2012年 2月

雪遊び 2

2012/02/19

雪遊びの定番のひとつに雪だるま作りがあります。今年初めてのまとまった雪に子どもたちの何人かは雪だるま作りに興じていました。5歳児の女の子が「先生見て!」というので行ってみると、小さなかわいらしい雪だるまが座っていました。他の子も何人かで力を合わせて自分たちと背丈が同じくらいの雪だるまを作っています。「鼻は何で作ったらええかなー」と相談していました。
もっとたくさん雪が積もればかまくらを作ることもできるのですが、残念ながら少し雪不足です。

他にも楽しい雪遊びはたくさんありますが、子どもたちの人気はソリです。坂は園の前にお寺の参道があります。ソリは本格的なものは園にはないのでポリ袋を敷いて滑ります。単純ですがこれが結構滑れるのです。最初斜面が滑りやすく整うまではそうでもないのですが、何度か滑っているうちに、よく滑るようになります。

提供資料:
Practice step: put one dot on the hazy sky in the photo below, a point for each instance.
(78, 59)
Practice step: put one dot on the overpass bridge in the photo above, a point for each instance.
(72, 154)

あなたの課題:
a) 原文を「雪遊びの定番のひとつに雪だる」を含む語句から書き始め、「に、よく滑るようになります。」の後で止めてください。その際、「ポリ袋」を「段ボール」に置き換えて修正すること。
b) 原文で、子どもたちがソリで滑る坂として挙げられている場所はどこか。

課題の結果:
a)
雪遊びの定番のひとつに雪だるま作りがあります。今年初めてのまとまった雪に子どもたちの何人かは雪だるま作りに興じていました。5歳児の女の子が「先生見て!」というので行ってみると、小さなかわいらしい雪だるまが座っていました。他の子も何人かで力を合わせて自分たちと背丈が同じくらいの雪だるまを作っています。「鼻は何で作ったらええかなー」と相談していました。
もっとたくさん雪が積もればかまくらを作ることもできるのですが、残念ながら少し雪不足です。

他にも楽しい雪遊びはたくさんありますが、子どもたちの人気はソリです。坂は園の前にお寺の参道があります。ソリは本格的なものは園にはないので段ボールを敷いて滑ります。単純ですがこれが結構滑れるのです。最初斜面が滑りやすく整うまではそうでもないのですが、何度か滑っているうちに、よく滑るようになります。

b) 園の前にあるお寺の参道。